ACTION ITEM: Leaving out any pictures, transcribe every record exactly.

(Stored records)
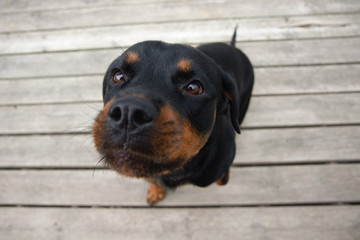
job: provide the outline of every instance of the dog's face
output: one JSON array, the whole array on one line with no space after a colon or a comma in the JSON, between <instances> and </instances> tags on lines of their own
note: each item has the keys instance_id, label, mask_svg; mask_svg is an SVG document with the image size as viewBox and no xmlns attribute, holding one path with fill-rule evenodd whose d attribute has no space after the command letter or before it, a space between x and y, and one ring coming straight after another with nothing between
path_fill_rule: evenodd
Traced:
<instances>
[{"instance_id":1,"label":"dog's face","mask_svg":"<svg viewBox=\"0 0 360 240\"><path fill-rule=\"evenodd\" d=\"M104 77L104 109L93 128L97 150L126 176L181 169L208 141L226 98L235 99L226 78L189 46L149 41L130 47Z\"/></svg>"}]
</instances>

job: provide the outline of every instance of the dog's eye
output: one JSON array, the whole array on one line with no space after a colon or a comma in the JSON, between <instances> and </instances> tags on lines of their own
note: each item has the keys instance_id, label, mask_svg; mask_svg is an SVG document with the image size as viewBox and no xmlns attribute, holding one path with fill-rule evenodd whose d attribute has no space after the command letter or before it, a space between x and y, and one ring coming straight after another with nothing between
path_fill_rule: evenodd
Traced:
<instances>
[{"instance_id":1,"label":"dog's eye","mask_svg":"<svg viewBox=\"0 0 360 240\"><path fill-rule=\"evenodd\" d=\"M117 71L114 76L113 76L113 81L115 83L121 83L121 82L124 82L125 81L125 77L124 75L122 74L122 72L120 71Z\"/></svg>"},{"instance_id":2,"label":"dog's eye","mask_svg":"<svg viewBox=\"0 0 360 240\"><path fill-rule=\"evenodd\" d=\"M192 95L200 95L203 93L203 87L197 81L191 82L185 87L185 90Z\"/></svg>"}]
</instances>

ANSWER AREA:
job: provide the outline of every instance of the dog's face
output: one JSON array, the whole array on one line with no space after a colon or a comma in the JSON, between <instances> and </instances> tags on lines of their own
note: each item has the keys instance_id, label, mask_svg; mask_svg is an SVG document with the image size as viewBox and no xmlns attribute, holding one path with fill-rule evenodd whose d attribute has no space after the command letter or before it, a space between x and y, and one ring coming straight after another with nothing between
path_fill_rule: evenodd
Traced:
<instances>
[{"instance_id":1,"label":"dog's face","mask_svg":"<svg viewBox=\"0 0 360 240\"><path fill-rule=\"evenodd\" d=\"M104 77L104 109L93 128L97 150L126 176L181 169L208 141L226 98L235 99L226 78L189 46L149 41L130 47Z\"/></svg>"}]
</instances>

job: provide the outline of every instance of the dog's eye
output: one JSON array, the whole array on one line with no space after a colon or a comma in the JSON, between <instances> and </instances> tags on lines of their own
note: each item has the keys instance_id, label, mask_svg; mask_svg is an SVG document with the image size as viewBox and no xmlns attribute, holding one path with fill-rule evenodd whose d attribute has no space after the command letter or before it, a space between x and y, and one ring coming straight after another with nothing between
path_fill_rule: evenodd
Traced:
<instances>
[{"instance_id":1,"label":"dog's eye","mask_svg":"<svg viewBox=\"0 0 360 240\"><path fill-rule=\"evenodd\" d=\"M117 71L114 76L113 76L113 81L115 83L121 83L121 82L124 82L125 81L125 77L124 75L122 74L122 72L120 71Z\"/></svg>"},{"instance_id":2,"label":"dog's eye","mask_svg":"<svg viewBox=\"0 0 360 240\"><path fill-rule=\"evenodd\" d=\"M192 95L200 95L203 93L203 87L197 81L191 82L185 87L185 90Z\"/></svg>"}]
</instances>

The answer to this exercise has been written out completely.